New challenges for state-run postal insuranceMay 20th, 2008 - 12:34 pm ICT by admin
By Venkatachari Jagannathan
Chennai, May 20 (IANS) The move to turn the 124-year-old Postal Life Insurance Directorate of the state-run India Post into a separate corporate entity throws up several challenges, both operational and financial, experts maintain. Even though the directorate will get the freedom to invest its Rs.160 billion ($4 billion) corpus, it will, however, face huge increases in operational costs, mainly on account of higher commissions on premiums, the experts added.
“The directorate’s low cost model will go for a six,” said consulting actuary R. Ramakrishnan, a member of the R.N. Malhotra committee on insurance reforms and a former executive director of the Life Insurance Corp (LIC).
“For instance, as in the case of corporate life insurers, the commission outgo will not be less than 10 percent of the total premium earned,” Ramakrishnan told IANS.
For now, the corpus of postal life insurance - established in 1884 as a welfare scheme for the employees of posts and telegraph department and extended to the rural populace in 1995 - is managed by the finance ministry, which pays a fixed return of eight percent per annum.
“But the directorate in the future has to become a separate corporate entity and will be governed by the guidelines of the Insurance Regulatory and Development Authority (IRDA),” said Suneeta Trivedi, its chief general manager.

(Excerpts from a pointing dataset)
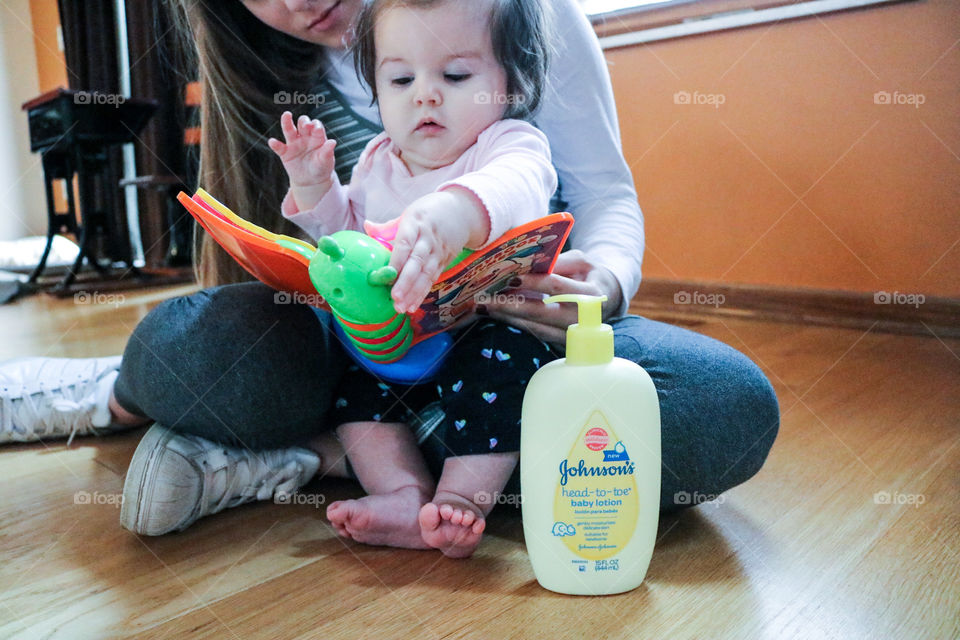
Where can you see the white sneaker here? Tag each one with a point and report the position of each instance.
(175, 479)
(48, 398)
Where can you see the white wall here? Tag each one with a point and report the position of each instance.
(22, 202)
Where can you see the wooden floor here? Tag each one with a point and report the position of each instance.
(805, 549)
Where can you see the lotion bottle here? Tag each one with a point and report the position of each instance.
(590, 463)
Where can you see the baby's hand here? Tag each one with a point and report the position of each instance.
(432, 231)
(307, 157)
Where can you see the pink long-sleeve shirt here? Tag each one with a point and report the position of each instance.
(508, 169)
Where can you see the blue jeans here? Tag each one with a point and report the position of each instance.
(232, 365)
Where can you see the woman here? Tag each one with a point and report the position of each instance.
(238, 385)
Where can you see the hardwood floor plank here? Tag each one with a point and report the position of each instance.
(805, 549)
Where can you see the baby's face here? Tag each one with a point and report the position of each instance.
(438, 65)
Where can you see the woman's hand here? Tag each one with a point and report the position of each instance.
(307, 157)
(432, 231)
(573, 272)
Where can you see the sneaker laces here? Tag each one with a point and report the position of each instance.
(57, 411)
(250, 475)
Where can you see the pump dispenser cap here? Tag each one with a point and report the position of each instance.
(589, 341)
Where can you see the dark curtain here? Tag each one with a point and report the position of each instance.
(89, 32)
(157, 72)
(90, 49)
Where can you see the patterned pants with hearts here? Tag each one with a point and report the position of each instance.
(480, 388)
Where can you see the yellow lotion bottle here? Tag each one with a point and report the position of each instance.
(590, 463)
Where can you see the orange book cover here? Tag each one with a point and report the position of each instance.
(529, 248)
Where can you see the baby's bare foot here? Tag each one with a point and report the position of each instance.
(388, 519)
(452, 524)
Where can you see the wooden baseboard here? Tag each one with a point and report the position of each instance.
(888, 311)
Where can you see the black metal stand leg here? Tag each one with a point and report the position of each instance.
(52, 220)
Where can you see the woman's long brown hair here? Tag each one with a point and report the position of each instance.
(242, 65)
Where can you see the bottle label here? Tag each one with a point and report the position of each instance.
(596, 506)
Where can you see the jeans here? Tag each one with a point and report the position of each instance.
(231, 365)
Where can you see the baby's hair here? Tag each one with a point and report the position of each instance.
(521, 44)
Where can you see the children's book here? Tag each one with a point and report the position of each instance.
(529, 248)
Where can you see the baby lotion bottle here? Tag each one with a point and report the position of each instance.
(590, 463)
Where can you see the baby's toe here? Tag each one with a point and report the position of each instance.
(446, 511)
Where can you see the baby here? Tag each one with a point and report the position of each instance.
(458, 168)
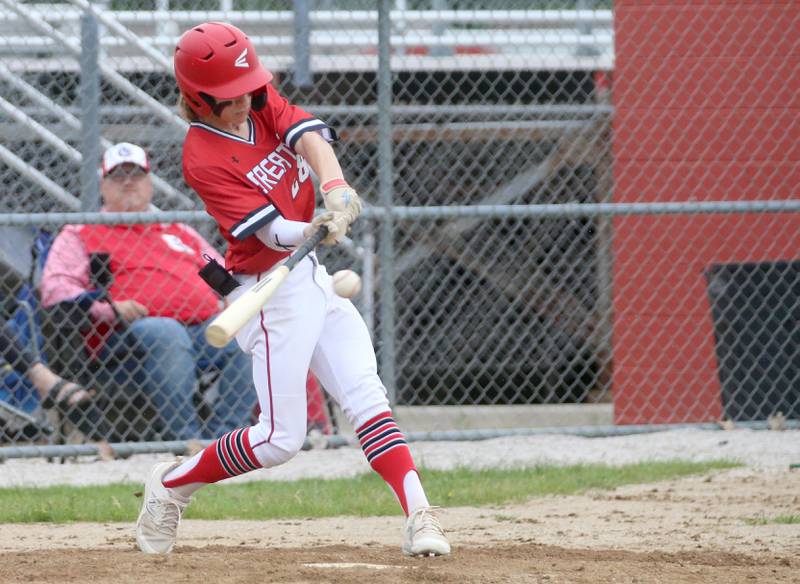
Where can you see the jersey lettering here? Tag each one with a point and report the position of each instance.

▶ _Task objective_:
Quote the passage of the postal insurance article that begins with the words containing "For now, the" and ends with "chief general manager.". The entries come from a separate source unrelated to the postal insurance article.

▶ _Result_:
For now, the corpus of postal life insurance - established in 1884 as a welfare scheme for the employees of posts and telegraph department and extended to the rural populace in 1995 - is managed by the finance ministry, which pays a fixed return of eight percent per annum.
“But the directorate in the future has to become a separate corporate entity and will be governed by the guidelines of the Insurance Regulatory and Development Authority (IRDA),” said Suneeta Trivedi, its chief general manager.